(Beginning of INFORMATION)

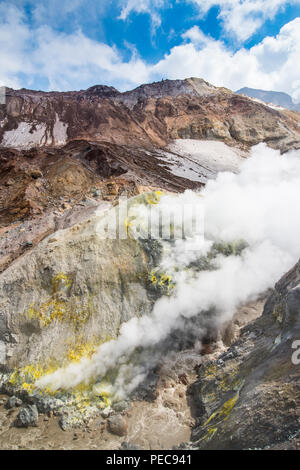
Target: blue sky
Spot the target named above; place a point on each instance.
(74, 44)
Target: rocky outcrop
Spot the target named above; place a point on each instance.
(272, 97)
(150, 115)
(249, 397)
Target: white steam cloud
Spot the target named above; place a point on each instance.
(259, 205)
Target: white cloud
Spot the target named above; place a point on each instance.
(72, 61)
(243, 18)
(14, 45)
(151, 7)
(240, 18)
(272, 64)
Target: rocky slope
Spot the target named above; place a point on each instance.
(149, 115)
(65, 160)
(272, 97)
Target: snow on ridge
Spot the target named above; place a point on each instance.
(27, 136)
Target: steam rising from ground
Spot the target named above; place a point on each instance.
(260, 205)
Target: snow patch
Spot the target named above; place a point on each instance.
(29, 134)
(199, 160)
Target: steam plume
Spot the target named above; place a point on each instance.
(259, 205)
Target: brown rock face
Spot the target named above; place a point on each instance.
(149, 115)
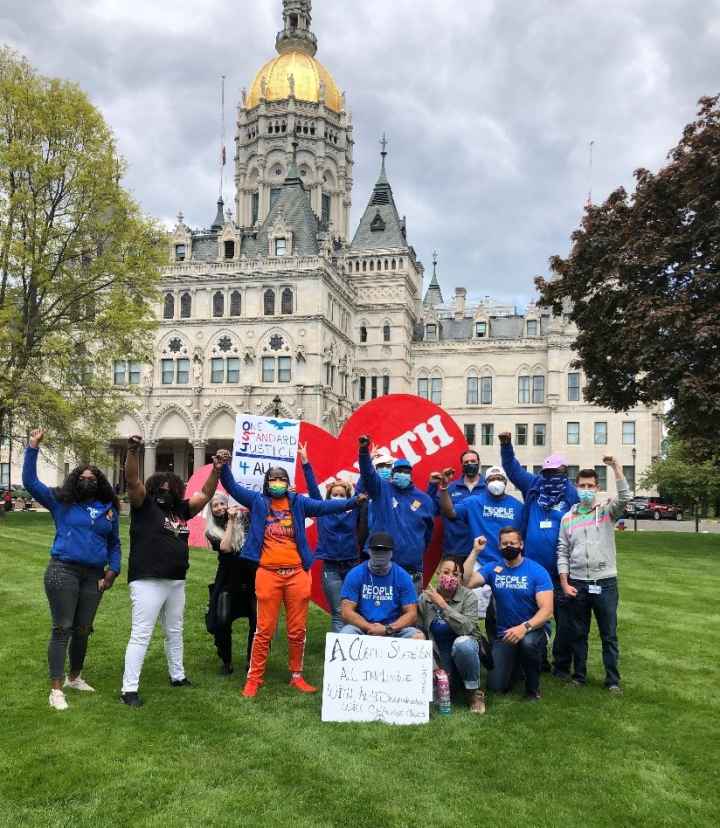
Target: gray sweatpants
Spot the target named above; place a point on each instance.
(73, 595)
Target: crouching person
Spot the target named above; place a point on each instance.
(523, 593)
(449, 616)
(378, 597)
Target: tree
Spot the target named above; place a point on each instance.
(79, 263)
(642, 284)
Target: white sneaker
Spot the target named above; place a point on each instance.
(57, 700)
(78, 684)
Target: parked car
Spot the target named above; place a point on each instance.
(652, 508)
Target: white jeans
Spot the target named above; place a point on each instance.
(151, 598)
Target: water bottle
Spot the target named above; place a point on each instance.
(443, 693)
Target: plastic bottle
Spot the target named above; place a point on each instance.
(442, 683)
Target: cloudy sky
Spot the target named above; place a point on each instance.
(489, 104)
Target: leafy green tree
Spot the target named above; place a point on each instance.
(79, 263)
(642, 284)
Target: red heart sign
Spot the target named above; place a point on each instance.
(406, 425)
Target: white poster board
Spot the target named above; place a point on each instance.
(262, 442)
(372, 678)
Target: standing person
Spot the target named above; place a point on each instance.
(523, 595)
(84, 562)
(337, 544)
(457, 535)
(449, 617)
(276, 540)
(378, 596)
(158, 565)
(548, 496)
(399, 508)
(587, 565)
(233, 593)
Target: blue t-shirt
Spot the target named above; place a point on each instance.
(379, 598)
(514, 589)
(486, 515)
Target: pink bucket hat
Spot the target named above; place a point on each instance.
(555, 461)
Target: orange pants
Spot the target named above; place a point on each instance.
(273, 589)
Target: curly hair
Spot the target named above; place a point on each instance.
(69, 492)
(176, 484)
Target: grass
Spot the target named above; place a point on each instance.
(204, 756)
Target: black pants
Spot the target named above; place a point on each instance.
(604, 608)
(73, 595)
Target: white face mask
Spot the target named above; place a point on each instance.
(497, 487)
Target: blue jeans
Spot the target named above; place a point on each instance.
(528, 654)
(461, 657)
(604, 608)
(406, 632)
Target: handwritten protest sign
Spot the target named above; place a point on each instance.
(262, 442)
(371, 678)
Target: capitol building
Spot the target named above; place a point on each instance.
(280, 306)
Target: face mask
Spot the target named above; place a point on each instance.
(449, 584)
(87, 488)
(277, 489)
(496, 487)
(510, 552)
(379, 562)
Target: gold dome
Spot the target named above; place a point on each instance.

(End of INFORMATION)

Return word for word the lines above from the line with "Target: standing person" to the line with "Target: curly hair", including both and leaving out all others.

**TASK SOLUTION:**
Target: standing person
Spot the target named above; place a point on each instance.
(523, 595)
(84, 562)
(337, 544)
(457, 535)
(449, 617)
(276, 540)
(378, 596)
(158, 565)
(548, 496)
(399, 508)
(587, 565)
(233, 593)
Target: blue t-shirt
Spot the target named above; place a point on each instance.
(379, 598)
(514, 589)
(486, 515)
Target: pink bucket hat
Spot the target named above; place a point on each instance.
(555, 461)
Target: orange pants
Spot the target named above; place a point on each instance.
(273, 589)
Target: curly hair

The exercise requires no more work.